----- SELECTED EXCERPT

And then comes the part nightmares are made of: A clinician, or technologist, attaches electrodes with adhesive (to hold your sensors in place if you roll around) all over your body. “There are usually 10 sensors on your head, two on each leg, two on your chest to see the heart rate, two sensors in your nose to monitor airflow, a band around your chest and one around your abdomen, an oximeter [to measure blood oxygen] on your finger and a microphone on your neck for sound,” says Russell. Lightsleeper Nikki found her twin bed and all the sensors beyond uncomfortable; I felt just slightly awkward, but did enjoy my crisp white sheets.
Once you’re plugged into the monitoring machines like a robot, the camera is turned on, and at 10 p.m. your light is turned off. Since the goal is to measure your natural sleep onset, you can forget any regular routine: Reading yourself to sleep isn’t allowed, nor is a glass and a half of red wine, or the Late Show with David Letterman. Instead, Nikki hears an official-sounding voice over the P.A. ordering her to “Go to sleep!” At least my technician wishes me good night (yeah, right).
“The reality is, it doesn’t matter if you get a great sleep” at the lab, says Samuels. For me, it’s a very foreign idea to sleep anywhere but home, and even more so to be watched and monitored. It’s best that you abandon both the fantasy you’ll sleep like a baby and the worry you won’t catch any zzzs at all. As for your mood, it can plummet quickly in a tiny room all alone. “I got really beaten down and depressed,” says Nikki. “I almost felt like I was in a mental institution in the 1920s.” At my lab, I’m not quite so bummed, but am very bored. It takes me a full hour and a half, but like most patients at the lab, I do eventually sleep.

----------

TASKS AND EXERCISES –
- A) Print the part of the sleep-lab account that opens with the words containing "And then comes" and closes with "crisp white sheets.".
- B) Answer these from the sleep-lab account:
(i) How many sensors are usually placed on the head?
(ii) At what time is the light turned off?
(iii) How long does it take the writer to fall asleep?
- C) Pick up the account of the overnight sleep-lab stay after its last sentence and carry it on.

----- DATA SECTION

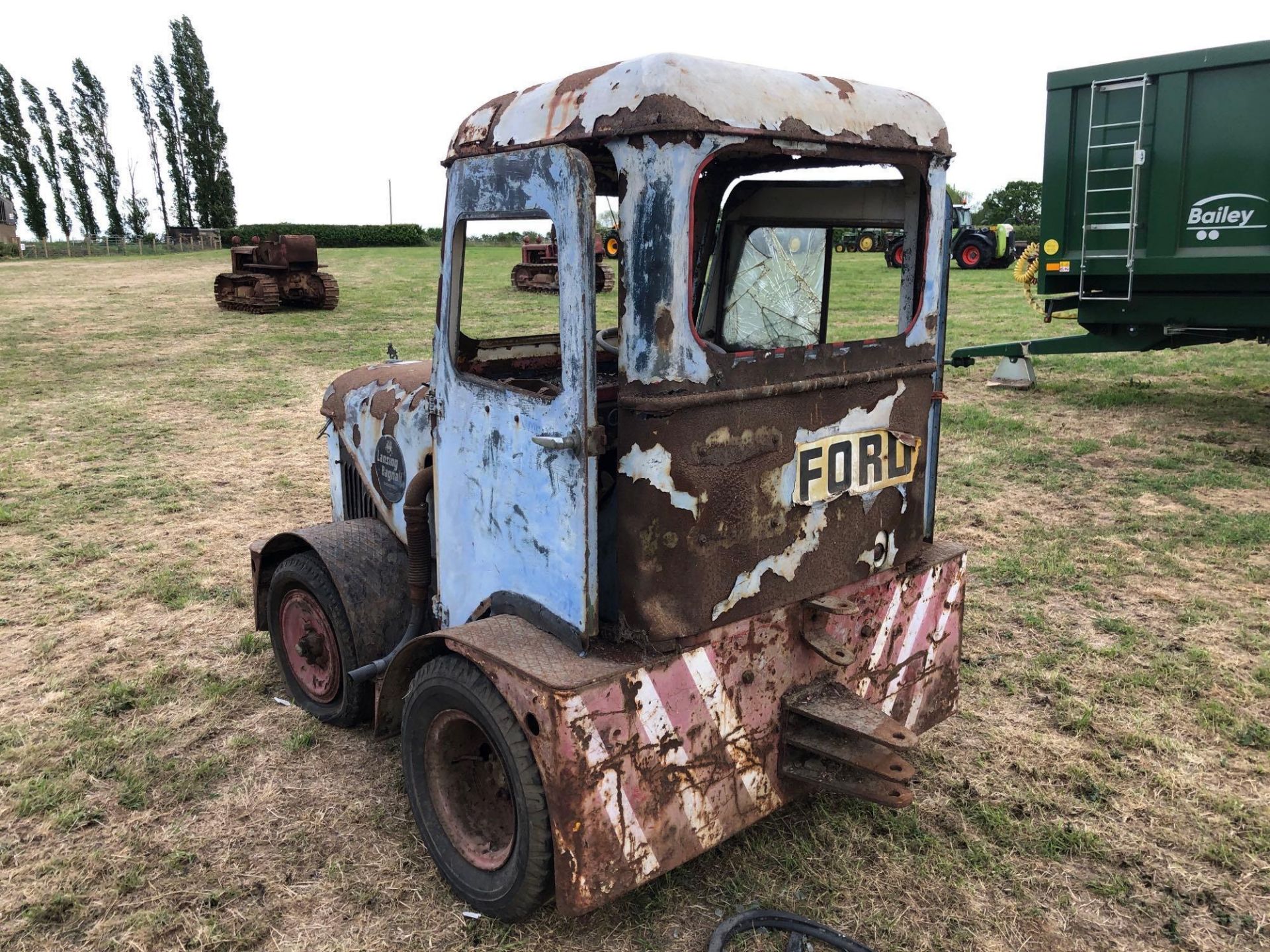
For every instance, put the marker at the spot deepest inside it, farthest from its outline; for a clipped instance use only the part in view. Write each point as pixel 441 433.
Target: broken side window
pixel 779 291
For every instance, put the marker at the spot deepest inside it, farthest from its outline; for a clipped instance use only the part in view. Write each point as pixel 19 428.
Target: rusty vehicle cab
pixel 625 590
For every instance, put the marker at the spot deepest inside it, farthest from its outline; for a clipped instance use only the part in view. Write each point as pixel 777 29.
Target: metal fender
pixel 368 567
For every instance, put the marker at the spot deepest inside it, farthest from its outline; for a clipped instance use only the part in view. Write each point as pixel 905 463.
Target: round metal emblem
pixel 388 473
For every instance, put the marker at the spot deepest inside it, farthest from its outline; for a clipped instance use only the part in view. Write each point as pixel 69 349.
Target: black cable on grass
pixel 795 926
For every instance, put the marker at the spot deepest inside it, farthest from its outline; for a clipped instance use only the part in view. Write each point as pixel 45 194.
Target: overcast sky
pixel 323 103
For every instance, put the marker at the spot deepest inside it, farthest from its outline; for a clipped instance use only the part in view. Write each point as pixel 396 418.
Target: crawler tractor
pixel 540 266
pixel 626 590
pixel 267 274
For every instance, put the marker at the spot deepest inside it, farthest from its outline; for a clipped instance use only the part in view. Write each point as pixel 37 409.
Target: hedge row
pixel 342 235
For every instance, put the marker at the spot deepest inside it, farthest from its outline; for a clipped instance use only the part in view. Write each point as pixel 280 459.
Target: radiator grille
pixel 357 499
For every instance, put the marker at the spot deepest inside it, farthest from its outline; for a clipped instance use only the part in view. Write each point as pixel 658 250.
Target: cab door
pixel 515 487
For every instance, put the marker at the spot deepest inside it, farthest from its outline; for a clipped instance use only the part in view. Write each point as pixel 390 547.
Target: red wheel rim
pixel 470 790
pixel 310 645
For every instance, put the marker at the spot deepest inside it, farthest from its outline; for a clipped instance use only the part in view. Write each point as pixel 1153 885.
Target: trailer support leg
pixel 1014 372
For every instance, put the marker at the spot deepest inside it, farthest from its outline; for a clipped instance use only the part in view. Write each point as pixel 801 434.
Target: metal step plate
pixel 851 750
pixel 842 711
pixel 843 779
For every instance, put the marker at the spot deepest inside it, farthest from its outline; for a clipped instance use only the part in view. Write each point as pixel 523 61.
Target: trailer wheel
pixel 313 643
pixel 973 254
pixel 476 790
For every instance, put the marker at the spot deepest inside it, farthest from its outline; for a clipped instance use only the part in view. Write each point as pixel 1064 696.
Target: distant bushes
pixel 342 235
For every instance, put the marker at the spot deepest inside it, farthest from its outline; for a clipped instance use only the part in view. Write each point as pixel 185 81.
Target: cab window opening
pixel 796 253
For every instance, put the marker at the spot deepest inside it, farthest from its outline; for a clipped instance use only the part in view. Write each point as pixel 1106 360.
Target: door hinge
pixel 597 441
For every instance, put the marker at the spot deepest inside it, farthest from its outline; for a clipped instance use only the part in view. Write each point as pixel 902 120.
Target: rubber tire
pixel 526 880
pixel 984 255
pixel 352 705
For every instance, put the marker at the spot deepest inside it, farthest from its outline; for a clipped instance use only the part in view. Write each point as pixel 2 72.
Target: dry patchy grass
pixel 1103 787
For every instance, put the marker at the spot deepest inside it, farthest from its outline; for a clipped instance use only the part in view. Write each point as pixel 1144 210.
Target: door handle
pixel 553 442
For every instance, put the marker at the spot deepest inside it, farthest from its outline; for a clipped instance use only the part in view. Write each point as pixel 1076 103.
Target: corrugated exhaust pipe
pixel 418 545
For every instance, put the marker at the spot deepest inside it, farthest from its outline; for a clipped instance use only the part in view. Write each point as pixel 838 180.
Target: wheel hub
pixel 470 790
pixel 312 651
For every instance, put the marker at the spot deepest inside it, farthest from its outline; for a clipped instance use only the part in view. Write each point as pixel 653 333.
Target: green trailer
pixel 1155 206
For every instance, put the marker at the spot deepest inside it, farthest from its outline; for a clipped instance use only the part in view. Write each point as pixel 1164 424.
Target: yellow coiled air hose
pixel 1025 273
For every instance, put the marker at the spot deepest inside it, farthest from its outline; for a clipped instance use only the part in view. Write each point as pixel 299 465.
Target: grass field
pixel 1104 787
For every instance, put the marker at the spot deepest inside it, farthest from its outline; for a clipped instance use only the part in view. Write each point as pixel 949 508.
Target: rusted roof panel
pixel 676 93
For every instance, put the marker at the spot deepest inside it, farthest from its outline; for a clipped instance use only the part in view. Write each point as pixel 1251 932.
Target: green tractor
pixel 973 247
pixel 860 240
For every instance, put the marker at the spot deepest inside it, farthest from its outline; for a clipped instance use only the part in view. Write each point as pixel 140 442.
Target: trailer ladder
pixel 1111 150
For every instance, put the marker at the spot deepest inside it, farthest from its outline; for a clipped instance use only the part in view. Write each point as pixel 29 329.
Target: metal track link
pixel 265 299
pixel 331 291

----------

ANSWERS FOR THE EXERCISE –
- A)
And then comes the part nightmares are made of: A clinician, or technologist, attaches electrodes with adhesive (to hold your sensors in place if you roll around) all over your body. “There are usually 10 sensors on your head, two on each leg, two on your chest to see the heart rate, two sensors in your nose to monitor airflow, a band around your chest and one around your abdomen, an oximeter [to measure blood oxygen] on your finger and a microphone on your neck for sound,” says Russell. Lightsleeper Nikki found her twin bed and all the sensors beyond uncomfortable; I felt just slightly awkward, but did enjoy my crisp white sheets.

- B)
(i) 10
(ii) 10 p.m.
(iii) A full hour and a half

- C)
And as soon as I do, the experts can get to work. Even though the most common complaint that brings people to the sleep lab is insomnia, Russell says the most common diagnosis is a breathing disorder. Doctors are also on the lookout for restless leg syndrome, bruxism (teeth grinding), narcolepsy and worse: “Just yesterday I saw a woman who had fallen down an elevator shaft while sleepwalking,” says Samuels. Then again, sometimes he finds absolutely nothing: “We’re also ruling out sleep disorders, and there’s value there, too.”
Nikki and I are lucky enough not to sleepwalk, but when the results land back at our family doctors, we are not given a clean bill of health, either. With eight measurable sleep disturbances during the night (meaning you wake up for less than three seconds and don’t remember the arousal the next day), I’m diagnosed with mild sleep apnea—abnormal pauses in breathing caused by my over-relaxed airway. I’ll try to manage that with lifestyle modifications, but may also need a CPAP (continuous positive airway pressure) machine, which helps prevent upper airway collapse while you sleep. And I may need a dental appliance to help me breathe properly at night.
Nikki beats me hands-down with an average of 14 sleep disturbances and seven full awakenings per hour during her night in the lab; she’s prescribed a sleep aid. More importantly, she’s gained some reassurance for a decade-old complaint. “I now have validation that I’m not making it all up.”
Much like going to the dentist, both Nikki and I are glad—in retrospect—to have gone to the lab, despite any unpleasantness. “Time and time again, the patient wakes up and leaves saying it wasn’t as bad as they thought it would be,” says Russell. The 6 a.m. wake-up call wasn’t fun, but in 10 minutes I’m unplugged, dressed and in a taxi taking me back to my own bed—for which I have a new appreciation.